## Extracted material
>> Begin
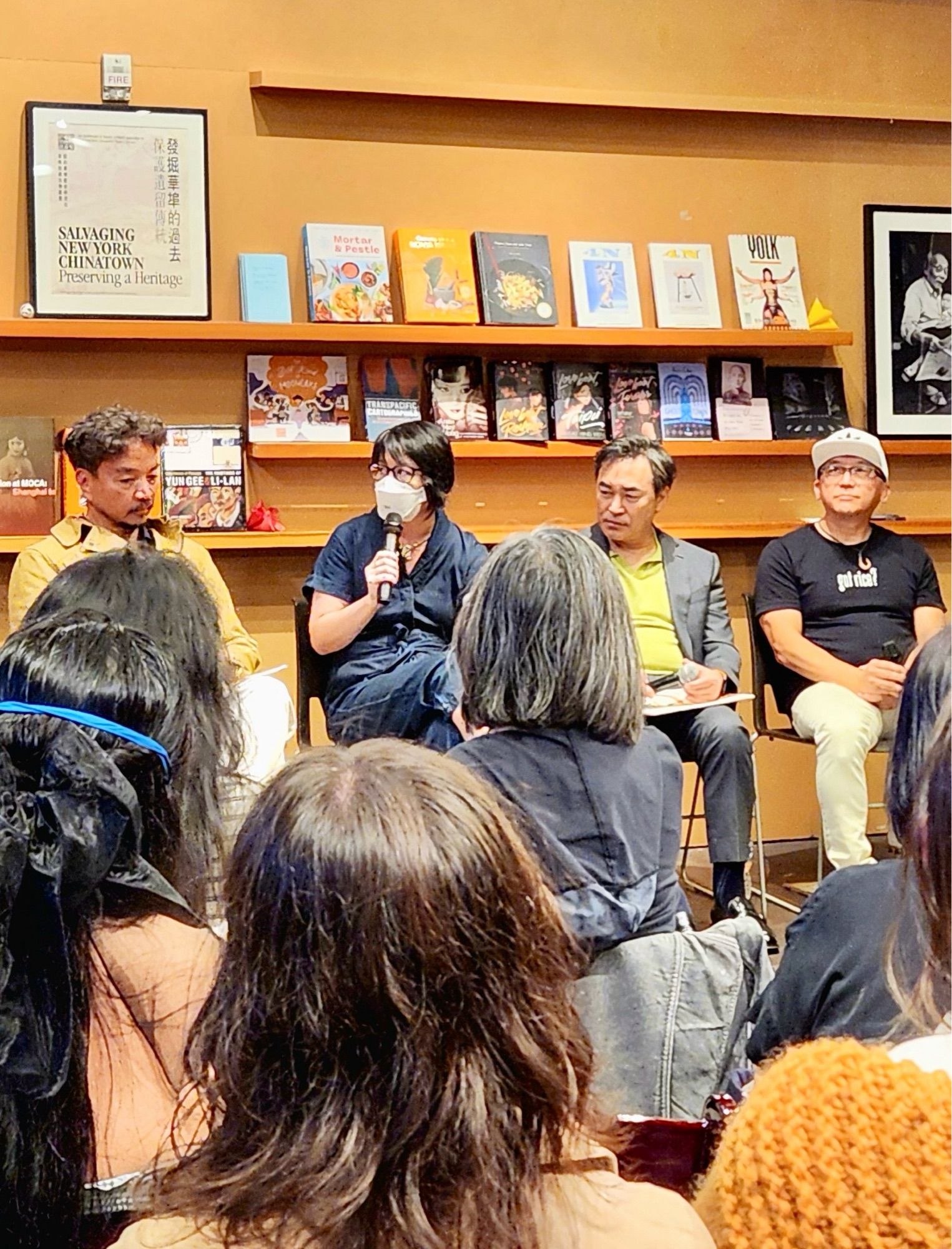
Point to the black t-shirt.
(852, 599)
>> End
>> Begin
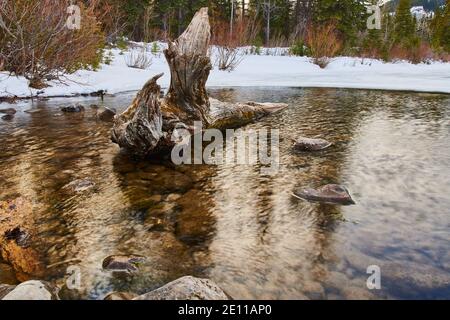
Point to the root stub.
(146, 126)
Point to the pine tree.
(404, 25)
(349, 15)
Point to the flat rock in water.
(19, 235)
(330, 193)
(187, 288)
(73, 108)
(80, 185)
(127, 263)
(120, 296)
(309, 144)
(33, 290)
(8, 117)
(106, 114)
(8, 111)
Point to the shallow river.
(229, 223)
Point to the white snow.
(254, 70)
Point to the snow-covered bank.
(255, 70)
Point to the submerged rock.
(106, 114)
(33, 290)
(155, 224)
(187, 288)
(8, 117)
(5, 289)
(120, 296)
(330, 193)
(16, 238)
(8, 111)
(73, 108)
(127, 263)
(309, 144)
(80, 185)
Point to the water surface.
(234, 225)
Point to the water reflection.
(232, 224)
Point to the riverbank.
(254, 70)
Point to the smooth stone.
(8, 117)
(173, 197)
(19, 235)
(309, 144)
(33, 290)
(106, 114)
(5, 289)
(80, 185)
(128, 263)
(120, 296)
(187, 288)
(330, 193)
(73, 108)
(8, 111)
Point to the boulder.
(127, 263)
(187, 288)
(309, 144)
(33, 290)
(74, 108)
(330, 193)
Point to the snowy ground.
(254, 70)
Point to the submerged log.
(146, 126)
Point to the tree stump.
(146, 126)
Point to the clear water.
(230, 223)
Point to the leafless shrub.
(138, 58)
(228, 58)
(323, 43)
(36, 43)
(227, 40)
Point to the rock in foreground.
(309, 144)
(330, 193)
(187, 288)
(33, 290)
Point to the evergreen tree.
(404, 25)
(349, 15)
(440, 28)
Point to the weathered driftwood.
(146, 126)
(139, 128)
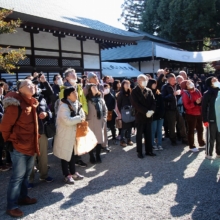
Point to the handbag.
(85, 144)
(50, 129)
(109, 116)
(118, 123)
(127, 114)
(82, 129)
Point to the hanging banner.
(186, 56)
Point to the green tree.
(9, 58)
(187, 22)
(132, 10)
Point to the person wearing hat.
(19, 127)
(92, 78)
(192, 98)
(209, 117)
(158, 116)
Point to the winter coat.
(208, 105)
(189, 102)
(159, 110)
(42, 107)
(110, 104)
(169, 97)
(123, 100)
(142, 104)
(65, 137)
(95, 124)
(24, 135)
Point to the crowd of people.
>> End
## Problem statement
Present the stretch of lines from the one containing "Point to the evergreen tree." through the one containing "Point to the crowd of people.", both included, as a Markdown table with the columns Row and Line. Leave out blank lines and the pictures.

## Result below
| Row | Line |
|---|---|
| 1 | Point to the evergreen tree. |
| 2 | (404, 25) |
| 3 | (349, 15) |
| 4 | (440, 28) |
| 5 | Point to the weathered driftwood. |
| 6 | (146, 126) |
| 7 | (139, 128) |
| 8 | Point to the handbag. |
| 9 | (85, 144) |
| 10 | (50, 129) |
| 11 | (109, 116) |
| 12 | (118, 123) |
| 13 | (127, 114) |
| 14 | (82, 129) |
| 15 | Point to the hanging banner. |
| 16 | (186, 56) |
| 17 | Point to the green tree. |
| 18 | (9, 58) |
| 19 | (187, 22) |
| 20 | (132, 10) |
| 21 | Point to the person wearing hat. |
| 22 | (19, 127) |
| 23 | (92, 78) |
| 24 | (192, 98) |
| 25 | (209, 117) |
| 26 | (158, 116) |
| 27 | Point to the winter coat. |
| 28 | (208, 105) |
| 29 | (189, 102) |
| 30 | (159, 110) |
| 31 | (42, 107) |
| 32 | (110, 104) |
| 33 | (169, 97) |
| 34 | (123, 100) |
| 35 | (142, 104) |
| 36 | (65, 137) |
| 37 | (95, 124) |
| 38 | (24, 135) |
| 39 | Point to the crowd of people. |